* [Stated goal]
Render the material from the line with "We need you to process this image and detect any paved" to the line with "[172,113,207,172]" as a two-column CSV with the headers text and answer. Give one row per entry, putting each field in quotation marks and replacing line breaks with spaces.

* [Records shown]
┏━━

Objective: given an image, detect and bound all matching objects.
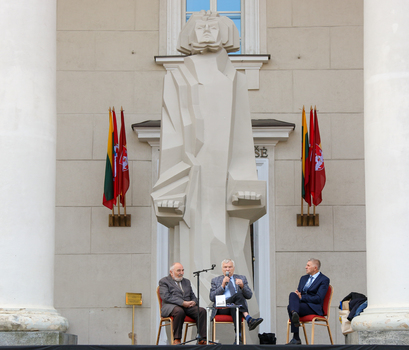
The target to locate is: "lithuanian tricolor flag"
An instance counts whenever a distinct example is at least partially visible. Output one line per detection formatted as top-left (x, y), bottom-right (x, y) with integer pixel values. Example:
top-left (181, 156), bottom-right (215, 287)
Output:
top-left (102, 108), bottom-right (115, 209)
top-left (301, 106), bottom-right (311, 203)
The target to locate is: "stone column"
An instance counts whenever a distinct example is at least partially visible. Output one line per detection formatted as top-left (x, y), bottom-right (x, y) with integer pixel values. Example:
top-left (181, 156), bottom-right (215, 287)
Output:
top-left (353, 0), bottom-right (409, 344)
top-left (0, 0), bottom-right (68, 345)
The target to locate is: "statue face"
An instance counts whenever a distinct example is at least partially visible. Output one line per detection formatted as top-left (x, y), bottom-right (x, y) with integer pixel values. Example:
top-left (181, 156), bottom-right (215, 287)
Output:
top-left (195, 21), bottom-right (220, 44)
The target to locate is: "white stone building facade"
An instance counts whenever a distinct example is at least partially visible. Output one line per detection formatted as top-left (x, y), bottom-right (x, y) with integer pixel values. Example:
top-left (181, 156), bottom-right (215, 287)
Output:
top-left (4, 0), bottom-right (390, 344)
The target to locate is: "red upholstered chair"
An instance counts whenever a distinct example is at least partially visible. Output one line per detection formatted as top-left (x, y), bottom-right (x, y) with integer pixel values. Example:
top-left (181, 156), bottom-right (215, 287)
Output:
top-left (156, 287), bottom-right (196, 345)
top-left (212, 315), bottom-right (246, 344)
top-left (287, 285), bottom-right (334, 345)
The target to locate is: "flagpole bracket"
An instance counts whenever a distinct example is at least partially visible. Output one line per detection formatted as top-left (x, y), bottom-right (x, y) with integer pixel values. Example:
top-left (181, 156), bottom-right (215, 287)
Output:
top-left (297, 214), bottom-right (320, 227)
top-left (108, 214), bottom-right (131, 227)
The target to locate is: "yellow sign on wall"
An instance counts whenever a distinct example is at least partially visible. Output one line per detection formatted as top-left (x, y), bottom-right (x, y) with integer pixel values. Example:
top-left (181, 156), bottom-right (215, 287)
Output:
top-left (126, 293), bottom-right (142, 305)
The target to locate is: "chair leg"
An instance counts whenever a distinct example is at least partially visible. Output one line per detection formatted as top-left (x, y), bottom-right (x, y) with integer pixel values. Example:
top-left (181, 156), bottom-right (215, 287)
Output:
top-left (170, 319), bottom-right (175, 345)
top-left (301, 323), bottom-right (308, 345)
top-left (241, 319), bottom-right (247, 345)
top-left (183, 323), bottom-right (189, 343)
top-left (156, 321), bottom-right (162, 345)
top-left (311, 321), bottom-right (315, 345)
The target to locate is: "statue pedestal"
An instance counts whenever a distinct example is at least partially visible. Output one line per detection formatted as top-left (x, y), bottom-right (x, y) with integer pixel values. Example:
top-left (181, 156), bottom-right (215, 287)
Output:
top-left (0, 331), bottom-right (78, 346)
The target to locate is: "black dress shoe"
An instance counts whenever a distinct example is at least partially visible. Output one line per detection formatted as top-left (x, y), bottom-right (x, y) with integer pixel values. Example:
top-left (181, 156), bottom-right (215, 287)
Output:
top-left (291, 311), bottom-right (300, 327)
top-left (285, 338), bottom-right (301, 345)
top-left (247, 317), bottom-right (263, 331)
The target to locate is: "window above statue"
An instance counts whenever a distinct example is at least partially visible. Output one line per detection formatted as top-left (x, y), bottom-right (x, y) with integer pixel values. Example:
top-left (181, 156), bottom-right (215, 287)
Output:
top-left (184, 0), bottom-right (242, 54)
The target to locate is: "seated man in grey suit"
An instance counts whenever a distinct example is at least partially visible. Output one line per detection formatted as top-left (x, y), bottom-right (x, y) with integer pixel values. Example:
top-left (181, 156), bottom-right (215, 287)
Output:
top-left (159, 263), bottom-right (206, 345)
top-left (287, 259), bottom-right (329, 344)
top-left (209, 259), bottom-right (263, 337)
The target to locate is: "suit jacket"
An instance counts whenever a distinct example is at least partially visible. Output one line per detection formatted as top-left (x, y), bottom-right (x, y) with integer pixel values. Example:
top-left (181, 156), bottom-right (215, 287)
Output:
top-left (159, 275), bottom-right (198, 317)
top-left (298, 273), bottom-right (329, 315)
top-left (209, 274), bottom-right (253, 319)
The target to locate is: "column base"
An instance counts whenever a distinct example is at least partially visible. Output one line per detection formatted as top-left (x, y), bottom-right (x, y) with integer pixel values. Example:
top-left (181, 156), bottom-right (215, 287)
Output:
top-left (352, 308), bottom-right (409, 345)
top-left (0, 308), bottom-right (68, 333)
top-left (357, 331), bottom-right (409, 345)
top-left (0, 331), bottom-right (78, 346)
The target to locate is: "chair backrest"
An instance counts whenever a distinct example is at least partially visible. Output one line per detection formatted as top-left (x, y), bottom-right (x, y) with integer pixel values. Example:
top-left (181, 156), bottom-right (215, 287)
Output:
top-left (156, 286), bottom-right (162, 315)
top-left (322, 285), bottom-right (334, 318)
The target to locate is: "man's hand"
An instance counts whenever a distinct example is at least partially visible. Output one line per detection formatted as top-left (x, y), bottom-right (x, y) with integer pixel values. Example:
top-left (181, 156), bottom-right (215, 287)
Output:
top-left (182, 300), bottom-right (196, 308)
top-left (222, 276), bottom-right (230, 288)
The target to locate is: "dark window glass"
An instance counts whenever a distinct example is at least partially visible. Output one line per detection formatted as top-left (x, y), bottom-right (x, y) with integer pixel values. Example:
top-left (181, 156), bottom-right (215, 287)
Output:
top-left (186, 0), bottom-right (210, 12)
top-left (217, 0), bottom-right (241, 11)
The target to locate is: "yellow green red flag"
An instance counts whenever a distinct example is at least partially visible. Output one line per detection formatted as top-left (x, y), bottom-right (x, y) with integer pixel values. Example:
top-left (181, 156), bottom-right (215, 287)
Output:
top-left (102, 108), bottom-right (115, 209)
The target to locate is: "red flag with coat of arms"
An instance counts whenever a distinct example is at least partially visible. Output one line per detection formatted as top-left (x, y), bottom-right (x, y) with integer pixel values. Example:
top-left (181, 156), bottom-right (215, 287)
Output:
top-left (311, 109), bottom-right (326, 206)
top-left (119, 107), bottom-right (129, 206)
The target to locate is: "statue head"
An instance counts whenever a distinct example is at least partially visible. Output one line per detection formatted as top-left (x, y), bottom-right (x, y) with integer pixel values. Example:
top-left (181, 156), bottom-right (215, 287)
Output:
top-left (177, 10), bottom-right (240, 54)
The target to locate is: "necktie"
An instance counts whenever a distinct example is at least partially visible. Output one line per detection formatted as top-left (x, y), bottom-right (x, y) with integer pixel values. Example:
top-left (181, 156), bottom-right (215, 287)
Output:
top-left (176, 281), bottom-right (183, 293)
top-left (302, 276), bottom-right (313, 292)
top-left (227, 277), bottom-right (236, 295)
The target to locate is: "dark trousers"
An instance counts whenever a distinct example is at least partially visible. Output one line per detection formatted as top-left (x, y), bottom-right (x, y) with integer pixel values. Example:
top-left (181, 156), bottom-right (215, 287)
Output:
top-left (287, 292), bottom-right (315, 333)
top-left (170, 306), bottom-right (206, 339)
top-left (217, 293), bottom-right (249, 332)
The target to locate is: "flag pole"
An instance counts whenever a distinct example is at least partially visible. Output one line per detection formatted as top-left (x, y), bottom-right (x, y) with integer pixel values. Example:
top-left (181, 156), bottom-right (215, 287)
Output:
top-left (124, 194), bottom-right (126, 216)
top-left (301, 105), bottom-right (304, 222)
top-left (121, 106), bottom-right (126, 216)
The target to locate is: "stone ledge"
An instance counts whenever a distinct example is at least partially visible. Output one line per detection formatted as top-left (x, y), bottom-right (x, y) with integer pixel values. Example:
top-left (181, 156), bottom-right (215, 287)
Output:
top-left (357, 331), bottom-right (409, 345)
top-left (0, 331), bottom-right (78, 346)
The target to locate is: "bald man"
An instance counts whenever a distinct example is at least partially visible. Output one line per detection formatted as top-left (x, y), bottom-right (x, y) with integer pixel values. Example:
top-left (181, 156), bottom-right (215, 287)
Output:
top-left (159, 263), bottom-right (206, 345)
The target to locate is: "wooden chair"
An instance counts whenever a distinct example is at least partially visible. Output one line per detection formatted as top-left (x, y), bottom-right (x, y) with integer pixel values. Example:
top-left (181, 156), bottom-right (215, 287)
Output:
top-left (287, 285), bottom-right (334, 345)
top-left (212, 315), bottom-right (246, 344)
top-left (156, 287), bottom-right (196, 345)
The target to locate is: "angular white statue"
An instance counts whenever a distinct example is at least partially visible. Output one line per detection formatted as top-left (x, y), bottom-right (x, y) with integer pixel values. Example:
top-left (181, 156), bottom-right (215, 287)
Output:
top-left (152, 11), bottom-right (266, 302)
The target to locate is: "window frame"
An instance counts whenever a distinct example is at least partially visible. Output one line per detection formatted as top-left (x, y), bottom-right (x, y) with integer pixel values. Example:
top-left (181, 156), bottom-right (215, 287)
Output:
top-left (166, 0), bottom-right (265, 55)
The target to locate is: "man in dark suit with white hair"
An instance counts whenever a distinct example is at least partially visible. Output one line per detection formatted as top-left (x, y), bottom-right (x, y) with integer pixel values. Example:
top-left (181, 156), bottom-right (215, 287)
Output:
top-left (287, 259), bottom-right (329, 345)
top-left (209, 259), bottom-right (263, 342)
top-left (159, 263), bottom-right (206, 345)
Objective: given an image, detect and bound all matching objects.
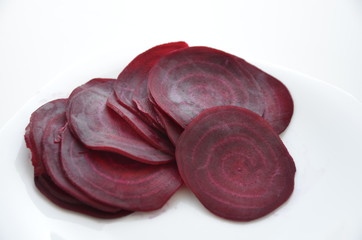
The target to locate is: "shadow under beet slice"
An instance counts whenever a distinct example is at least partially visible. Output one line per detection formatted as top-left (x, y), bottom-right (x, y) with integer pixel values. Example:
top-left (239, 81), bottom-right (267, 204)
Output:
top-left (61, 128), bottom-right (182, 211)
top-left (114, 42), bottom-right (188, 128)
top-left (148, 47), bottom-right (264, 128)
top-left (24, 99), bottom-right (67, 176)
top-left (238, 58), bottom-right (294, 134)
top-left (42, 112), bottom-right (120, 212)
top-left (34, 175), bottom-right (132, 219)
top-left (67, 79), bottom-right (174, 164)
top-left (176, 106), bottom-right (296, 221)
top-left (107, 91), bottom-right (175, 154)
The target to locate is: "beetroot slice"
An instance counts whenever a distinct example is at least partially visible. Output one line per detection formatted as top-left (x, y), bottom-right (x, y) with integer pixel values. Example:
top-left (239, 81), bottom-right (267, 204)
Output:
top-left (34, 175), bottom-right (132, 219)
top-left (176, 106), bottom-right (295, 221)
top-left (107, 94), bottom-right (175, 154)
top-left (61, 128), bottom-right (182, 211)
top-left (238, 58), bottom-right (294, 134)
top-left (42, 113), bottom-right (120, 212)
top-left (155, 107), bottom-right (184, 145)
top-left (24, 99), bottom-right (67, 176)
top-left (114, 42), bottom-right (188, 128)
top-left (148, 47), bottom-right (264, 127)
top-left (67, 79), bottom-right (174, 164)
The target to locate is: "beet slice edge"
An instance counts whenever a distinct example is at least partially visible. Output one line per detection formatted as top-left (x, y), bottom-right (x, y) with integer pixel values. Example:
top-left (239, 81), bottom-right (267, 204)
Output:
top-left (34, 175), bottom-right (132, 219)
top-left (107, 94), bottom-right (175, 154)
top-left (42, 112), bottom-right (120, 212)
top-left (114, 42), bottom-right (188, 128)
top-left (67, 79), bottom-right (174, 164)
top-left (61, 128), bottom-right (182, 211)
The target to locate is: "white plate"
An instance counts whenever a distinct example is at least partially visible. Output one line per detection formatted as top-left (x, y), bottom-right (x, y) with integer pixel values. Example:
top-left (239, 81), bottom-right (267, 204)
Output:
top-left (0, 54), bottom-right (362, 240)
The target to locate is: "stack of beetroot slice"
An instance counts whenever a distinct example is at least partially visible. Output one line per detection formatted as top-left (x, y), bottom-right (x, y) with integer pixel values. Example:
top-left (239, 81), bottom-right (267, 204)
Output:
top-left (25, 42), bottom-right (295, 221)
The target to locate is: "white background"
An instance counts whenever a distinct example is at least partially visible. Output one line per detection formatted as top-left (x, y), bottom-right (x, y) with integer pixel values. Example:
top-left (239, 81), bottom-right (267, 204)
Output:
top-left (0, 0), bottom-right (362, 240)
top-left (0, 0), bottom-right (362, 127)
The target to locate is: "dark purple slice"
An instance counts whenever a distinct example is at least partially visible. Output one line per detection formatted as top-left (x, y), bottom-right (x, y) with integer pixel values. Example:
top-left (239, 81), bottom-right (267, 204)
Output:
top-left (61, 128), bottom-right (182, 211)
top-left (176, 106), bottom-right (296, 221)
top-left (42, 113), bottom-right (120, 212)
top-left (67, 79), bottom-right (174, 164)
top-left (238, 58), bottom-right (294, 134)
top-left (148, 47), bottom-right (264, 127)
top-left (155, 107), bottom-right (184, 145)
top-left (114, 42), bottom-right (188, 128)
top-left (107, 91), bottom-right (175, 154)
top-left (24, 99), bottom-right (67, 176)
top-left (34, 175), bottom-right (132, 219)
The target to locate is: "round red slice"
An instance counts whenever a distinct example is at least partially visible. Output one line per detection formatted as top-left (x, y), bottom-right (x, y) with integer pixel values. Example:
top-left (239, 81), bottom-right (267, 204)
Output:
top-left (61, 128), bottom-right (182, 211)
top-left (176, 106), bottom-right (296, 221)
top-left (148, 47), bottom-right (264, 127)
top-left (67, 79), bottom-right (174, 164)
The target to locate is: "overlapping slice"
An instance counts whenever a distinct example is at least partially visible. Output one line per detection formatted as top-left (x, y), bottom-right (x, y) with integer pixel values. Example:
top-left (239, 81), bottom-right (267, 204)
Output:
top-left (148, 47), bottom-right (264, 127)
top-left (176, 106), bottom-right (295, 221)
top-left (114, 42), bottom-right (188, 127)
top-left (67, 79), bottom-right (174, 164)
top-left (237, 58), bottom-right (294, 133)
top-left (42, 112), bottom-right (120, 212)
top-left (34, 175), bottom-right (132, 219)
top-left (61, 128), bottom-right (182, 211)
top-left (107, 94), bottom-right (175, 154)
top-left (24, 99), bottom-right (67, 176)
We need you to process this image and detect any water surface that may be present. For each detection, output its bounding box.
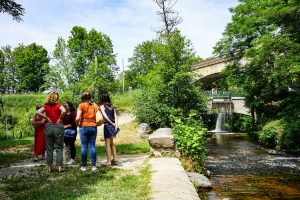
[199,133,300,200]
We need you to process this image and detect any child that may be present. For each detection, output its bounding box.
[31,105,46,162]
[100,93,119,165]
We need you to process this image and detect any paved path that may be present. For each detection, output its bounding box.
[150,157,199,200]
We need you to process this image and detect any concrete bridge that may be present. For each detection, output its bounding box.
[192,58,230,87]
[193,58,251,115]
[209,97,251,116]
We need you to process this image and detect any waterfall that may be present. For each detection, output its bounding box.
[209,99,233,133]
[214,113,226,132]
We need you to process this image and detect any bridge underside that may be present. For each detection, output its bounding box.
[197,73,225,88]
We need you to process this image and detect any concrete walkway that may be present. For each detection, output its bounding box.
[150,157,200,200]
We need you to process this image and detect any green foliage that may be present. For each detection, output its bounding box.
[232,114,253,133]
[0,94,47,138]
[258,120,284,148]
[0,43,49,93]
[0,165,151,200]
[112,90,140,113]
[64,26,118,93]
[215,0,300,152]
[172,113,207,172]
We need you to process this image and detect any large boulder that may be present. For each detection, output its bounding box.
[187,172,213,188]
[148,128,175,157]
[136,123,152,138]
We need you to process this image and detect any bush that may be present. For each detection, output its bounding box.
[280,118,300,154]
[232,113,252,132]
[258,120,284,148]
[172,113,207,173]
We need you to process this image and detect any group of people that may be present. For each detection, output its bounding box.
[32,92,119,172]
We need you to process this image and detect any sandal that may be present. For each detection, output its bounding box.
[58,166,65,172]
[111,159,118,165]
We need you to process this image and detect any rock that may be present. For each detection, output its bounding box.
[187,172,212,188]
[136,123,152,138]
[148,128,174,149]
[150,151,162,158]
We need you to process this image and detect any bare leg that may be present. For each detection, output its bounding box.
[105,139,111,165]
[110,138,117,161]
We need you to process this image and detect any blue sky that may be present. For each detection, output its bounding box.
[0,0,237,67]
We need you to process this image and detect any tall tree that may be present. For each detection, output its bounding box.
[1,46,18,93]
[54,26,118,93]
[133,30,206,127]
[125,40,158,89]
[13,43,49,92]
[215,0,300,122]
[153,0,182,35]
[0,0,25,22]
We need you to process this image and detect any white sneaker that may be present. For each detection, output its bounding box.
[80,166,86,172]
[67,159,75,165]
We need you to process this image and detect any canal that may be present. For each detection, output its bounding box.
[199,133,300,200]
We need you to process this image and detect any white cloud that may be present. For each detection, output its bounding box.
[0,0,237,69]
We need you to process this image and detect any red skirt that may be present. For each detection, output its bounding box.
[34,119,46,156]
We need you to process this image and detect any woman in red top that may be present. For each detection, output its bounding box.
[32,106,46,162]
[36,92,66,172]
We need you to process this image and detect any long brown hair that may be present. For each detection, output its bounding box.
[81,92,93,104]
[46,92,59,106]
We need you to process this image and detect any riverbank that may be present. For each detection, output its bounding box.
[200,133,300,200]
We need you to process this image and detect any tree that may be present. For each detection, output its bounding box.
[134,30,206,128]
[53,26,118,93]
[1,46,18,93]
[153,0,182,35]
[0,0,25,22]
[13,43,49,92]
[215,0,300,122]
[125,40,157,89]
[48,37,78,90]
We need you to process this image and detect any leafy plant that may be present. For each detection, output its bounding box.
[258,120,283,148]
[172,112,207,172]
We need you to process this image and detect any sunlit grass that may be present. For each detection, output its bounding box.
[112,90,139,112]
[0,137,33,168]
[0,162,150,200]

┗━━

* [Exercise response]
text,answer
"We need you to process this image and detect any paved path that may be present. For each detection, output its bounding box.","[150,157,199,200]"
"We need you to process this image and detect any concrete bridge that may be present. For each detection, output its bounding box.","[192,58,230,87] [193,58,251,115] [209,97,251,116]"
"We need you to process this image and detect any waterfall that may be present. For each detection, output its bounding box.","[209,99,233,133] [214,113,226,132]"
"We need you to process this image and detect any bridge underside that may be present. For each detection, output its bounding box.","[197,73,225,88]"
"We need you to process this image and detect any concrete walkway that may be present. For each detection, output its bounding box.","[150,157,200,200]"
"We need you to process this image and detect any green foliage that may be present. For each detection, output its bounding box.","[232,114,253,133] [0,94,47,138] [258,120,284,148] [0,43,49,93] [0,165,151,200] [112,90,140,113] [64,26,118,93] [215,0,300,152] [172,113,207,172]"